Do this: Output each of the following items verbatim, preserving every line without change.

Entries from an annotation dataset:
***

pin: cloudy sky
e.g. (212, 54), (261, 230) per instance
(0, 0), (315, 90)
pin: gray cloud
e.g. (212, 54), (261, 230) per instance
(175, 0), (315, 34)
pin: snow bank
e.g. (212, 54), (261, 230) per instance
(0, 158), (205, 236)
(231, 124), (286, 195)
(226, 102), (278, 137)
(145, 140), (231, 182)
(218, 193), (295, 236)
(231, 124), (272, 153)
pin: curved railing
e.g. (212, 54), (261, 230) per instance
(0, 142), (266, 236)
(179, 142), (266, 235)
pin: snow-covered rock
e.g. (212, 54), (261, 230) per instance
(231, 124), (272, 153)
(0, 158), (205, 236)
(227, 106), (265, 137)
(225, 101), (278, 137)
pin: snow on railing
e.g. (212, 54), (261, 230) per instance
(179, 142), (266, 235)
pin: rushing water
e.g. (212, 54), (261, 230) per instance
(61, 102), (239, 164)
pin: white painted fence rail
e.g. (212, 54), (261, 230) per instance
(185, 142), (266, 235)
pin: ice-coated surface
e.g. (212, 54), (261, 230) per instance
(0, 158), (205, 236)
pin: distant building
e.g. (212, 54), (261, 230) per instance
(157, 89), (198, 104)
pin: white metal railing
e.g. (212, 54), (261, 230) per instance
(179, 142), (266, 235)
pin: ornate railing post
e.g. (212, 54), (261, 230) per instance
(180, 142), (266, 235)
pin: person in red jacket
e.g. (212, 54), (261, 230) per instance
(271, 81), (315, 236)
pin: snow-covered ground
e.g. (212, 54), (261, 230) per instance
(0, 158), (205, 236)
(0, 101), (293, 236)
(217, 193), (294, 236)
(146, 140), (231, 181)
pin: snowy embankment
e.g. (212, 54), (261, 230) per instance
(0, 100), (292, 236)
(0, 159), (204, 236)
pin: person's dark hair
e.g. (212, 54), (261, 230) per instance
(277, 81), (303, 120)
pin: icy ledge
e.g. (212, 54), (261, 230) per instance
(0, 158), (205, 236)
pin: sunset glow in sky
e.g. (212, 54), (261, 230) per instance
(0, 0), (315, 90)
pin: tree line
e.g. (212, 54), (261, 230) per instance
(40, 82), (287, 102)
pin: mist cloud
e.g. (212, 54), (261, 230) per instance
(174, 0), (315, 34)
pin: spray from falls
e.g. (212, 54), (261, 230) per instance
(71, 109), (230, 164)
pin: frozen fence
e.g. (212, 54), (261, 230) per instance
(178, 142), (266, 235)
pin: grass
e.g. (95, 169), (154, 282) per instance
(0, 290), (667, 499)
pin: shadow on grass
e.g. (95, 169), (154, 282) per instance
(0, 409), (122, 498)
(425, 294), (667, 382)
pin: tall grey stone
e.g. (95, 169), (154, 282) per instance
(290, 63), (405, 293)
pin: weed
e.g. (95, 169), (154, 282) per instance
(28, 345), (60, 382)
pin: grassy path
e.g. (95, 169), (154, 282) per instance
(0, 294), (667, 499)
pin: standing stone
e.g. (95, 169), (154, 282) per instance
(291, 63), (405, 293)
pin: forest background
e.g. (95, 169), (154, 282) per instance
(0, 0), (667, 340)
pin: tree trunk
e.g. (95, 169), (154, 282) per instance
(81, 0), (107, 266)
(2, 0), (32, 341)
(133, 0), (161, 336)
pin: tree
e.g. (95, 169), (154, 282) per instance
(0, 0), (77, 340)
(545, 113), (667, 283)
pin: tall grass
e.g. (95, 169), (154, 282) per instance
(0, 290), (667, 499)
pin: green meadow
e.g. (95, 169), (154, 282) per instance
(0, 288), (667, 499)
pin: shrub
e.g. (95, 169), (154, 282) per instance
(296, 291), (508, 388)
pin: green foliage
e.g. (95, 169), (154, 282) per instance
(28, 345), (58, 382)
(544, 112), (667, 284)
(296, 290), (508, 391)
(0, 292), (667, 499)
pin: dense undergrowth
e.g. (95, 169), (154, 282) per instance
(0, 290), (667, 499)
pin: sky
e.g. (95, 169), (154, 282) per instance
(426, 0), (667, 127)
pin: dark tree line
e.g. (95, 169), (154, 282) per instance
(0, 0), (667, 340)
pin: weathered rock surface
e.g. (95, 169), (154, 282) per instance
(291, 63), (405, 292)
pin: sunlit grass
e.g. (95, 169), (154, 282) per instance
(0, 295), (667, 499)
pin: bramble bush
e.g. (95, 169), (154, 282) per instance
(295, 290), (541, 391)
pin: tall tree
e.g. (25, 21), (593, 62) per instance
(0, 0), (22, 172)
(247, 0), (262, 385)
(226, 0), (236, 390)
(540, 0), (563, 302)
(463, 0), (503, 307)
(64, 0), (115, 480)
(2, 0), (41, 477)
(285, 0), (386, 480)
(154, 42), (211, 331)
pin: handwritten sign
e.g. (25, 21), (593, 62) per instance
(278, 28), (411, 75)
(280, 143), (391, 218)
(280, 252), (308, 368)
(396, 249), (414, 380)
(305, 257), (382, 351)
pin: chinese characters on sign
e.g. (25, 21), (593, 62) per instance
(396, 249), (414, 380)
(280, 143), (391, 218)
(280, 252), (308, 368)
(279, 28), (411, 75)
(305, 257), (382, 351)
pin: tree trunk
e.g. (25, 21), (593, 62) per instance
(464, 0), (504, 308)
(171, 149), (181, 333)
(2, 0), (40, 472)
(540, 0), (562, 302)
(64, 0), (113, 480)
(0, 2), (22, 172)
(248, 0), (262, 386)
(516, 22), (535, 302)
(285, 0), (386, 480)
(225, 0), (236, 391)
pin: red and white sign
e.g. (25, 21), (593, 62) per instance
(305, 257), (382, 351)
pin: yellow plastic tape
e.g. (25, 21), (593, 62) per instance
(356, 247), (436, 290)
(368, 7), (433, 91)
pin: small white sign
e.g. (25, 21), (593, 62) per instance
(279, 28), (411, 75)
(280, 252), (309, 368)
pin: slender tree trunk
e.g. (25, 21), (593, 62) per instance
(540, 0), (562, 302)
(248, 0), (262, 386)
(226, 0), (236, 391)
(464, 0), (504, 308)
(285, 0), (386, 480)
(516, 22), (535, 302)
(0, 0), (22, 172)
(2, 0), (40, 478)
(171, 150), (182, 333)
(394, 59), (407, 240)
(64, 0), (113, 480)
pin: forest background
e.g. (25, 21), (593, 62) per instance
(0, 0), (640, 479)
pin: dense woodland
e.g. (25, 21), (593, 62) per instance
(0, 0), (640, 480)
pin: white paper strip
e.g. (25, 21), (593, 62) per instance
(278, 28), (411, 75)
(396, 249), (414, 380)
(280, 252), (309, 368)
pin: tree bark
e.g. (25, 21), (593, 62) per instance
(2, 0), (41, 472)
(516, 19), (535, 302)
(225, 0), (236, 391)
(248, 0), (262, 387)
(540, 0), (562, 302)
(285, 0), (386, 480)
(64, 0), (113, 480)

***

Output of the task:
pin: cloudy sky
e.g. (212, 54), (261, 230) per instance
(0, 0), (315, 90)
pin: gray cloud
e.g. (212, 54), (261, 230) per instance
(175, 0), (315, 34)
pin: snow bank
e.g. (212, 54), (261, 230) per instance
(0, 158), (205, 236)
(231, 124), (286, 195)
(226, 102), (278, 137)
(145, 140), (231, 182)
(218, 193), (295, 236)
(231, 124), (272, 153)
pin: curved railing
e.g. (212, 54), (261, 230) per instance
(0, 142), (266, 236)
(179, 142), (266, 235)
pin: snow-covered rock
e.g. (212, 54), (261, 230) per instance
(231, 124), (272, 153)
(0, 158), (205, 236)
(227, 106), (265, 137)
(225, 101), (278, 137)
pin: snow on railing
e.g. (212, 54), (261, 230) per instance
(179, 142), (266, 235)
pin: rushing water
e.g. (212, 54), (261, 230) per instance
(61, 102), (239, 164)
pin: white painted fence rail
e.g. (212, 54), (261, 230) per instance
(185, 142), (266, 235)
pin: ice-coated surface
e.g. (212, 54), (261, 230) per instance
(0, 158), (205, 236)
pin: distant building
e.g. (212, 54), (261, 230) per instance
(157, 89), (198, 104)
pin: white metal railing
e.g. (212, 54), (261, 230) per instance
(179, 142), (266, 235)
pin: ornate railing post
e.g. (212, 54), (261, 230) per instance
(180, 142), (266, 235)
pin: person in red jacket
e.g. (212, 54), (261, 230) per instance
(271, 81), (315, 236)
pin: snow-covered ground
e.g. (212, 54), (261, 230) per instance
(0, 158), (205, 236)
(0, 101), (293, 236)
(217, 193), (294, 236)
(146, 140), (231, 181)
pin: snowy embankment
e.g. (212, 54), (261, 230) per instance
(0, 100), (292, 236)
(0, 159), (204, 236)
pin: person's dark hair
e.g. (212, 54), (261, 230) per instance
(277, 81), (303, 120)
pin: icy ledge
e.g. (212, 54), (261, 230) per instance
(0, 158), (205, 236)
pin: sunset glow in sky
e.g. (212, 54), (261, 230) per instance
(0, 0), (315, 90)
pin: tree line
e.g. (212, 54), (261, 230) per instance
(40, 82), (287, 102)
pin: mist cloud
e.g. (212, 54), (261, 230) per instance
(174, 0), (315, 34)
pin: spray from falls
e.g. (212, 54), (261, 230) per instance
(71, 109), (230, 164)
pin: frozen fence
e.g. (212, 54), (261, 230) per instance
(178, 142), (266, 235)
pin: grass
e.g. (95, 169), (154, 282) per instance
(0, 290), (667, 499)
pin: shadow on grass
e.g. (95, 169), (154, 282) per instance
(0, 409), (122, 498)
(425, 294), (667, 382)
pin: tall grey stone
e.g. (95, 169), (154, 282) per instance
(290, 63), (405, 293)
pin: weed
e.g. (95, 169), (154, 282) per instance
(28, 345), (60, 382)
pin: grassy path
e.g. (95, 169), (154, 282) per instance
(0, 294), (667, 499)
pin: standing stone
e.g. (95, 169), (154, 282) per instance
(291, 63), (405, 293)
pin: forest background
e.g. (95, 169), (154, 282) per instance
(0, 0), (667, 340)
pin: tree trunk
e.g. (95, 169), (154, 282) per instance
(81, 0), (107, 266)
(2, 0), (32, 341)
(133, 0), (161, 336)
pin: tree
e.g. (95, 169), (154, 282) per instance
(0, 0), (77, 340)
(545, 113), (667, 283)
pin: tall grass
e.g. (95, 169), (154, 282) per instance
(0, 290), (667, 499)
pin: green meadow
e.g. (95, 169), (154, 282) per instance
(0, 288), (667, 499)
pin: shrub
e.g. (95, 169), (154, 282) per instance
(296, 291), (508, 388)
pin: green foliage
e.g. (95, 169), (154, 282) per instance
(28, 345), (58, 382)
(544, 112), (667, 284)
(296, 290), (508, 391)
(0, 292), (667, 499)
pin: dense undergrowth
e.g. (95, 169), (154, 282) per instance
(0, 290), (667, 499)
pin: sky
e.g. (95, 169), (154, 282) per instance
(426, 0), (667, 127)
pin: dark tree line
e.g. (95, 169), (154, 282) per instance
(0, 0), (667, 340)
pin: weathered rock surface
e.g. (95, 169), (154, 282) per instance
(291, 63), (405, 292)
pin: sunlit grass
e.g. (95, 169), (154, 282) per instance
(0, 295), (667, 499)
pin: bramble bush
e.g. (95, 169), (154, 282) per instance
(295, 290), (541, 391)
pin: tall tree
e.g. (25, 21), (593, 62) per instance
(0, 0), (22, 172)
(247, 0), (262, 385)
(226, 0), (236, 390)
(540, 0), (563, 302)
(463, 0), (503, 307)
(64, 0), (115, 480)
(2, 0), (41, 477)
(285, 0), (386, 480)
(154, 42), (211, 331)
pin: handwritten sign
e.g. (25, 21), (593, 62) per instance
(278, 28), (411, 75)
(280, 143), (391, 218)
(280, 252), (308, 368)
(396, 249), (414, 380)
(305, 257), (382, 351)
pin: chinese characters on sign
e.g. (25, 21), (593, 62) per instance
(396, 249), (414, 380)
(280, 143), (391, 218)
(280, 252), (308, 368)
(279, 28), (411, 75)
(305, 257), (382, 351)
pin: tree trunk
e.g. (25, 21), (593, 62) per instance
(464, 0), (504, 308)
(171, 149), (181, 333)
(2, 0), (40, 472)
(540, 0), (562, 302)
(64, 0), (113, 480)
(0, 2), (22, 172)
(248, 0), (262, 386)
(516, 22), (535, 302)
(285, 0), (386, 480)
(225, 0), (236, 391)
pin: red and white sign
e.g. (25, 21), (593, 62) per instance
(305, 257), (382, 351)
pin: yellow plastic tape
e.g. (25, 21), (593, 62) per instance
(356, 247), (436, 290)
(368, 7), (433, 91)
pin: small white sign
e.g. (25, 21), (593, 62) per instance
(279, 28), (411, 75)
(280, 252), (309, 368)
pin: slender tree trunk
e.g. (25, 21), (593, 62) per instance
(540, 0), (562, 302)
(248, 0), (262, 386)
(226, 0), (236, 391)
(464, 0), (504, 308)
(285, 0), (386, 480)
(516, 22), (535, 302)
(0, 0), (22, 172)
(2, 0), (40, 478)
(171, 150), (182, 333)
(394, 59), (407, 240)
(64, 0), (113, 480)
pin: forest background
e.g. (25, 21), (593, 62) per instance
(0, 0), (640, 479)
pin: dense woodland
e.g. (25, 21), (593, 62) per instance
(0, 0), (640, 480)
pin: white paper strip
e.g. (25, 21), (593, 62) per instance
(278, 28), (411, 75)
(396, 249), (414, 380)
(280, 252), (309, 368)
pin: tree bark
e.g. (25, 21), (593, 62) per instance
(2, 0), (41, 472)
(516, 19), (535, 302)
(225, 0), (236, 391)
(248, 0), (262, 387)
(540, 0), (562, 302)
(285, 0), (386, 480)
(64, 0), (113, 480)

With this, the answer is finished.